DATASET EXCERPTS
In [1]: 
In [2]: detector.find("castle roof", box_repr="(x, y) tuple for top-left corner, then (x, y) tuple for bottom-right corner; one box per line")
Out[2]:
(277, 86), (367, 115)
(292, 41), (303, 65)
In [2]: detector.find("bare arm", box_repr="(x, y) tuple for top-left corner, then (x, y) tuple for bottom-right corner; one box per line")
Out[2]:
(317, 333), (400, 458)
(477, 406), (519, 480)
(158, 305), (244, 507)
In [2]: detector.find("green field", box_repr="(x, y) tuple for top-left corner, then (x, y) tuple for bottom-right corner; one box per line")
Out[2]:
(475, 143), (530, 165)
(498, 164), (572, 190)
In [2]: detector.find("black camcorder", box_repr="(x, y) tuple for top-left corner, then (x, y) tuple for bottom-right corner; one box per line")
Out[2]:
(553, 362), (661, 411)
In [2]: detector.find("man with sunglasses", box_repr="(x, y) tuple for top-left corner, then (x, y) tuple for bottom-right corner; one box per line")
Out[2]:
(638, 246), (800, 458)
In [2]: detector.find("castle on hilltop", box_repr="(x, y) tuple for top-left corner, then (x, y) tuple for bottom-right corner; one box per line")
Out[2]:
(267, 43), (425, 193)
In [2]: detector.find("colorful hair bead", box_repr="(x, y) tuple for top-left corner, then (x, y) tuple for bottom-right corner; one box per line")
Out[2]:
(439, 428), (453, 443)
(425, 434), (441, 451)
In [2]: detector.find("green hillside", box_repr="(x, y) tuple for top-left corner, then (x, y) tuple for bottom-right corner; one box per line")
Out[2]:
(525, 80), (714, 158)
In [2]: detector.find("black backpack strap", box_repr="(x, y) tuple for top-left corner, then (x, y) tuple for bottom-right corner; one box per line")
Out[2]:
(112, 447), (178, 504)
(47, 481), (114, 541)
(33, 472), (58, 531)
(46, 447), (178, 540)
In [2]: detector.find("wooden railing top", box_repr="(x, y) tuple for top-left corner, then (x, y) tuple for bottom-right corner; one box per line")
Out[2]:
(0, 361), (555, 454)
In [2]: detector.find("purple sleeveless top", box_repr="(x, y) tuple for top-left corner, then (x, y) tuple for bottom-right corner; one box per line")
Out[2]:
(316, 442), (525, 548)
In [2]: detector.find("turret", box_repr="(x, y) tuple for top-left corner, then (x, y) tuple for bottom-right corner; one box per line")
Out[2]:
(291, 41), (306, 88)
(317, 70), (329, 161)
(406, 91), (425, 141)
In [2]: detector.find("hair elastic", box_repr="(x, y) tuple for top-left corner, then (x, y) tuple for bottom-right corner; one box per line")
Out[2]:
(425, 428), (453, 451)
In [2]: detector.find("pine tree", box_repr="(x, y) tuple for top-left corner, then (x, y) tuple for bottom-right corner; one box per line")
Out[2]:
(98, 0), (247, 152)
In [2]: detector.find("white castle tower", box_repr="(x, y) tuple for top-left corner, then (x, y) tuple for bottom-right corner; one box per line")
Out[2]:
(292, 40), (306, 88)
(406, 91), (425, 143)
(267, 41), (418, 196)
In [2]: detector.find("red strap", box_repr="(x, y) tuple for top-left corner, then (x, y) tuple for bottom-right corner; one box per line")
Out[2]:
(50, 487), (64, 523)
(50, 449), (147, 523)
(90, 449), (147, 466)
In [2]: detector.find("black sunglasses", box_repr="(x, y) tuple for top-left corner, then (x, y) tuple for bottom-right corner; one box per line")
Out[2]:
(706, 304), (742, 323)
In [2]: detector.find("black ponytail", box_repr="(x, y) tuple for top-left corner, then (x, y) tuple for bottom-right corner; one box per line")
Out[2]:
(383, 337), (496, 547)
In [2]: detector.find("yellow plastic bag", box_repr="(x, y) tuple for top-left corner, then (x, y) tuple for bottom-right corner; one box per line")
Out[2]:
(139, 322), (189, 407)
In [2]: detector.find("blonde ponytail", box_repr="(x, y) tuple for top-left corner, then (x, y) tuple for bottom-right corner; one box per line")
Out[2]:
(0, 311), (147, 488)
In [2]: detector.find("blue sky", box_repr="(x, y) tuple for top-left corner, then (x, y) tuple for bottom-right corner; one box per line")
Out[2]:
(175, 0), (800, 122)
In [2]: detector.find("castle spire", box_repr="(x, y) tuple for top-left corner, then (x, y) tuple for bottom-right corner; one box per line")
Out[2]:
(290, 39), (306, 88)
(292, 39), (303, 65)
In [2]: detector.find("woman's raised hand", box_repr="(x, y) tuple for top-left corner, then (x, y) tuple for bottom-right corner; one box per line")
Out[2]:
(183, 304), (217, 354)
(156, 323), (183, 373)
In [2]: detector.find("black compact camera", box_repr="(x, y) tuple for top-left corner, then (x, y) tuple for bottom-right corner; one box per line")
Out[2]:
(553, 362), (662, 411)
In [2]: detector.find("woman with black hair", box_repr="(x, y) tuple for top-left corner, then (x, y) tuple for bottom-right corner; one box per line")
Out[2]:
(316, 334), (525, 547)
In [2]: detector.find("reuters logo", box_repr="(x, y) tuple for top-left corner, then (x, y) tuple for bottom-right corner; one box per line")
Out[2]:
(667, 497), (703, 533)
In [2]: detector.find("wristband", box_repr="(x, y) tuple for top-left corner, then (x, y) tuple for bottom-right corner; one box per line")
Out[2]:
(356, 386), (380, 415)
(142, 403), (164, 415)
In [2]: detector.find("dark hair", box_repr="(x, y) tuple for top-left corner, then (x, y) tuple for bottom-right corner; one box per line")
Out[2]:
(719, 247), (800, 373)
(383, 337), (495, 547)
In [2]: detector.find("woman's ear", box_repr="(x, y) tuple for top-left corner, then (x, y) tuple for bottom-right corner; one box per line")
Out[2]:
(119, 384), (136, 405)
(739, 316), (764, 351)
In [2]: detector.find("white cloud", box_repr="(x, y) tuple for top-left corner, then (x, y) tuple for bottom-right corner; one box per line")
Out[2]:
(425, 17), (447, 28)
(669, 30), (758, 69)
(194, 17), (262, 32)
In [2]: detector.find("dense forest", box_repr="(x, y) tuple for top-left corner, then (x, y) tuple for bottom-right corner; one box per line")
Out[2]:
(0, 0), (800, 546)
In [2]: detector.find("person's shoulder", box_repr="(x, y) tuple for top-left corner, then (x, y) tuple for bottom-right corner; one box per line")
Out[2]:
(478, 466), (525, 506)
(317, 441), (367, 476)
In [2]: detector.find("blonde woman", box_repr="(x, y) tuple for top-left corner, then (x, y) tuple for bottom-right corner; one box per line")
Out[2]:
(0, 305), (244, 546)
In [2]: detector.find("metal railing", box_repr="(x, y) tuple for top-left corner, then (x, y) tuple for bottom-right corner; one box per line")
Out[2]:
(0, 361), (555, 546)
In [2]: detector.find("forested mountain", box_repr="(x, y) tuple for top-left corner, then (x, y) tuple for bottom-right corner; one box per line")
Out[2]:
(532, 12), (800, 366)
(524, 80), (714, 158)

DIRECTIONS
Return the entries above exactly, each one complete.

OUTPUT OF THE TASK
In [1]: 
In [2]: detector.find("castle roof", box_repr="(x, y) tuple for top-left corner, then (x, y) tuple for bottom-right corner; one box per line")
Out[2]:
(277, 86), (367, 115)
(292, 41), (303, 65)
In [2]: detector.find("bare arm", box_repr="(x, y) tuple for top-left corner, then (x, y) tuple for bottom-right corner; one box per line")
Out[2]:
(317, 333), (400, 458)
(477, 406), (519, 480)
(158, 305), (244, 507)
In [2]: detector.find("green field", box_repr="(x, y) tuple for top-left corner, then (x, y) tuple for bottom-right corner; one box per line")
Out[2]:
(475, 143), (530, 165)
(498, 164), (572, 190)
In [2]: detector.find("black camcorder", box_repr="(x, y) tuple for top-left corner, then (x, y) tuple for bottom-right corner; one box per line")
Out[2]:
(553, 362), (661, 411)
In [2]: detector.find("man with sunglasses", box_repr="(x, y) tuple for top-left corner, then (x, y) tuple for bottom-right corner; one box per line")
Out[2]:
(638, 246), (800, 458)
In [2]: detector.find("castle on hilltop", box_repr="(x, y) tuple for top-left corner, then (x, y) tuple for bottom-right corner; one box per line")
Out[2]:
(267, 43), (425, 193)
In [2]: detector.find("colorful hair bead", box_repr="(x, y) tuple for top-left corner, then (x, y) tuple for bottom-right corner; one box per line")
Out[2]:
(439, 428), (453, 443)
(425, 434), (441, 451)
In [2]: detector.find("green hillside", box_repr="(x, y) tuple for top-left corner, then (x, y) tuple for bottom-right corner; one box per line")
Out[2]:
(525, 80), (714, 158)
In [2]: detector.find("black backpack strap", box_repr="(x, y) tuple for top-left corner, then (x, y) tuple for bottom-right corner; one box per line")
Out[2]:
(112, 447), (178, 504)
(47, 481), (114, 541)
(33, 472), (58, 531)
(46, 447), (178, 540)
In [2]: detector.find("wooden railing top", box_repr="(x, y) tuple for top-left corner, then (x, y) tuple for bottom-right corner; one box per line")
Out[2]:
(0, 361), (555, 454)
In [2]: detector.find("purple sleeveless top", box_repr="(x, y) tuple for top-left corner, then (x, y) tuple for bottom-right corner; one box per line")
Out[2]:
(316, 442), (525, 548)
In [2]: detector.find("turret", box_repr="(x, y) tuple for top-left corner, then (x, y) tuple for bottom-right corner; one box per line")
Out[2]:
(291, 41), (306, 88)
(317, 70), (329, 161)
(406, 91), (425, 141)
In [2]: detector.find("hair elastic", box_repr="(x, y) tuple for top-left corner, then (x, y) tuple for bottom-right corner; one box per line")
Out[2]:
(425, 428), (453, 451)
In [2]: detector.find("pine tree", box_repr="(x, y) tuple for top-left corner, then (x, y) tuple for bottom-right corner; one box per line")
Out[2]:
(98, 0), (247, 152)
In [2]: detector.find("white castle tower", box_repr="(x, y) tuple for top-left corner, then (x, y) tuple for bottom-right corner; one box per line")
Out[2]:
(292, 40), (306, 88)
(406, 91), (425, 143)
(267, 41), (418, 196)
In [2]: detector.find("red strap", box_repr="(x, y) tuple for top-left corner, then (x, y) tuple for bottom-right corner; one box per line")
Out[2]:
(50, 487), (64, 523)
(50, 449), (147, 523)
(90, 449), (147, 466)
In [2]: detector.find("black sunglasses", box_repr="(x, y) tuple for top-left corner, then (x, y) tuple for bottom-right corner; one box per line")
Out[2]:
(706, 304), (742, 323)
In [2]: detector.find("black ponytail", box_repr="(x, y) tuple for top-left corner, then (x, y) tuple for bottom-right corner; one box per line")
Out[2]:
(383, 337), (496, 547)
In [2]: detector.find("yellow plastic bag", box_repr="(x, y) tuple for top-left corner, then (x, y) tuple for bottom-right corner; one box per line")
Out[2]:
(139, 322), (189, 407)
In [2]: detector.find("blonde ponytail", box_repr="(x, y) tuple for top-left corner, then (x, y) tuple for bottom-right corner; one box per line")
Out[2]:
(0, 311), (147, 488)
In [2]: detector.find("blue sky", box_repr="(x, y) tuple for top-left corner, then (x, y) tuple for bottom-right corner; one box per line")
Out[2]:
(175, 0), (800, 122)
In [2]: detector.find("castle spire", box_repr="(x, y) tuple for top-left corner, then (x, y) tuple for bottom-right corner; one box per line")
Out[2]:
(290, 39), (306, 88)
(292, 39), (303, 65)
In [2]: detector.find("woman's raised hand", box_repr="(x, y) tuple for top-left corner, then (x, y) tuple for bottom-right corner; one box per line")
Out[2]:
(183, 304), (217, 354)
(156, 323), (183, 373)
In [2]: detector.find("black compact camera", box_repr="(x, y) tuple for top-left corner, then (x, y) tuple for bottom-right corner; one box per line")
Out[2]:
(553, 362), (662, 411)
In [2]: detector.find("woman with black hair", box_repr="(x, y) tuple for top-left corner, then (x, y) tuple for bottom-right corner; one box per line")
Out[2]:
(316, 334), (525, 547)
In [2]: detector.find("reuters logo", box_repr="(x, y) tuple for top-left corner, then (x, y) tuple for bottom-right corner; one box per line")
Out[2]:
(667, 497), (703, 533)
In [2]: detector.find("wristband", box_repr="(x, y) tuple for top-left corner, then (x, y) tuple for bottom-right corner; one box per line")
Out[2]:
(356, 386), (380, 415)
(142, 403), (164, 415)
In [2]: detector.find("dark hair", box_repr="(x, y) tuple for top-left corner, then (x, y) tuple for bottom-right corner; one box per line")
Out[2]:
(719, 247), (800, 373)
(383, 337), (495, 547)
In [2]: detector.find("woman's ear", box_repr="(x, y) tuple for top-left corner, then (x, y) tuple for bottom-right corner; one box per line")
Out[2]:
(119, 384), (136, 405)
(739, 316), (764, 351)
In [2]: detector.find("white cloud", box_repr="(x, y) tuple for top-left corner, then (x, y) tuple for bottom-right corner; one box per line")
Out[2]:
(425, 17), (447, 28)
(669, 30), (758, 69)
(194, 17), (262, 32)
In [2]: detector.find("dense forest", box_repr="(x, y) tuple for top-left corner, then (x, y) tuple for bottom-right corner; one box per line")
Out[2]:
(0, 0), (800, 546)
In [2]: detector.find("person's shoulder", box_repr="(x, y) tuple for top-left corner, then (x, y) tuple for bottom-right corner; one box per line")
Out[2]:
(478, 466), (525, 506)
(317, 441), (367, 476)
In [2]: detector.find("blonde woman", box_repr="(x, y) tuple for top-left corner, then (x, y) tuple for bottom-right corner; one box per line")
Out[2]:
(0, 305), (244, 546)
In [2]: detector.find("metal railing", box_repr="(x, y) tuple for top-left corner, then (x, y) tuple for bottom-right corner; one box per line")
Out[2]:
(0, 361), (555, 546)
In [2]: detector.find("forested mountain", box_repr="(x, y) tuple for top-left corner, then (x, y) tuple for bottom-right corner; one box per line")
Out[2]:
(532, 12), (800, 366)
(524, 80), (714, 158)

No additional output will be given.